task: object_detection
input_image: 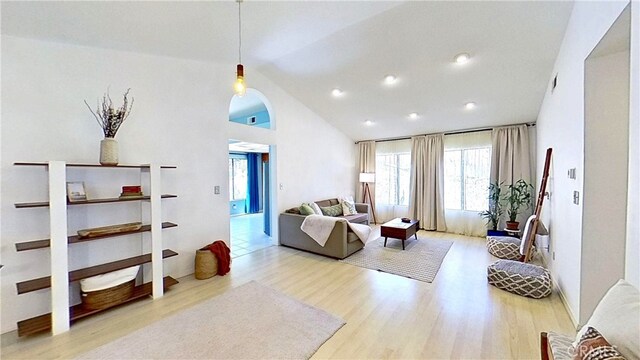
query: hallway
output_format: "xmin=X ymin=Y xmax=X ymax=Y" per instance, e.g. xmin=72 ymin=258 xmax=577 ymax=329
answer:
xmin=231 ymin=213 xmax=273 ymax=258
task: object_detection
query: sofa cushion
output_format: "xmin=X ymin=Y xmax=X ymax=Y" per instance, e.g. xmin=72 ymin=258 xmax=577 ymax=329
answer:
xmin=340 ymin=198 xmax=358 ymax=215
xmin=309 ymin=202 xmax=324 ymax=215
xmin=342 ymin=214 xmax=369 ymax=223
xmin=573 ymin=280 xmax=640 ymax=360
xmin=316 ymin=199 xmax=340 ymax=207
xmin=574 ymin=327 xmax=624 ymax=360
xmin=300 ymin=204 xmax=315 ymax=215
xmin=320 ymin=204 xmax=342 ymax=217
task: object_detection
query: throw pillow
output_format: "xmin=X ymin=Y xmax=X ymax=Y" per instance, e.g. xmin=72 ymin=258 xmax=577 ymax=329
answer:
xmin=309 ymin=202 xmax=324 ymax=215
xmin=573 ymin=327 xmax=624 ymax=360
xmin=300 ymin=204 xmax=315 ymax=215
xmin=573 ymin=280 xmax=640 ymax=360
xmin=320 ymin=204 xmax=342 ymax=216
xmin=339 ymin=197 xmax=358 ymax=215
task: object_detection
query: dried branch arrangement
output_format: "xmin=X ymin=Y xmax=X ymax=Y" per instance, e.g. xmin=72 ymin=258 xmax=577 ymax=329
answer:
xmin=84 ymin=89 xmax=133 ymax=138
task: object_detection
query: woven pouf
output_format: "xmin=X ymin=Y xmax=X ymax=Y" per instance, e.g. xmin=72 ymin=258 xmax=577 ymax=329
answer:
xmin=487 ymin=260 xmax=551 ymax=299
xmin=487 ymin=236 xmax=521 ymax=260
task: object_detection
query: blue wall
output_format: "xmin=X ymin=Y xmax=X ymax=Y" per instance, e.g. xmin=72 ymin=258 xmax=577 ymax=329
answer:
xmin=229 ymin=110 xmax=271 ymax=129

○ ○ ○ ○ ○

• _WORK TO COMPLETE_
Reproduce all of the records above verbatim, line for line, but omit the pictures.

• _EXERCISE OUTPUT_
task: object_detection
input_image: 
query: hallway
output_format: "xmin=X ymin=Y xmax=X ymax=Y" per instance, e.g. xmin=72 ymin=258 xmax=577 ymax=329
answer:
xmin=231 ymin=213 xmax=273 ymax=258
task: object_detection
query: sofa cushion
output_format: "xmin=X ymin=Y xmax=X ymax=Y" per instance, e.g. xmin=72 ymin=258 xmax=577 ymax=329
answer:
xmin=340 ymin=198 xmax=358 ymax=215
xmin=309 ymin=202 xmax=324 ymax=215
xmin=342 ymin=214 xmax=369 ymax=223
xmin=573 ymin=280 xmax=640 ymax=360
xmin=316 ymin=199 xmax=340 ymax=207
xmin=574 ymin=327 xmax=624 ymax=360
xmin=300 ymin=204 xmax=315 ymax=215
xmin=320 ymin=204 xmax=342 ymax=217
task: object_detection
query: throw pillow
output_format: "xmin=X ymin=Y xmax=X ymax=Y" per instance, e.g. xmin=72 ymin=258 xmax=577 ymax=329
answer:
xmin=309 ymin=202 xmax=324 ymax=215
xmin=573 ymin=327 xmax=624 ymax=360
xmin=300 ymin=204 xmax=315 ymax=215
xmin=573 ymin=280 xmax=640 ymax=360
xmin=320 ymin=204 xmax=342 ymax=216
xmin=339 ymin=197 xmax=358 ymax=215
task: object_detection
query: dried branch arrangement
output_format: "xmin=X ymin=Y xmax=X ymax=Y" per instance, e.g. xmin=72 ymin=258 xmax=577 ymax=329
answer:
xmin=84 ymin=89 xmax=133 ymax=138
task: object_detection
query: woven pouf
output_format: "xmin=X ymin=Y xmax=X ymax=Y" per instance, e.g. xmin=72 ymin=258 xmax=577 ymax=329
answer:
xmin=487 ymin=260 xmax=551 ymax=299
xmin=487 ymin=236 xmax=521 ymax=260
task: object_detection
query: blue wall
output_format: "xmin=X ymin=Y xmax=X ymax=Y" per instance, e.g. xmin=72 ymin=258 xmax=577 ymax=329
answer:
xmin=229 ymin=110 xmax=271 ymax=129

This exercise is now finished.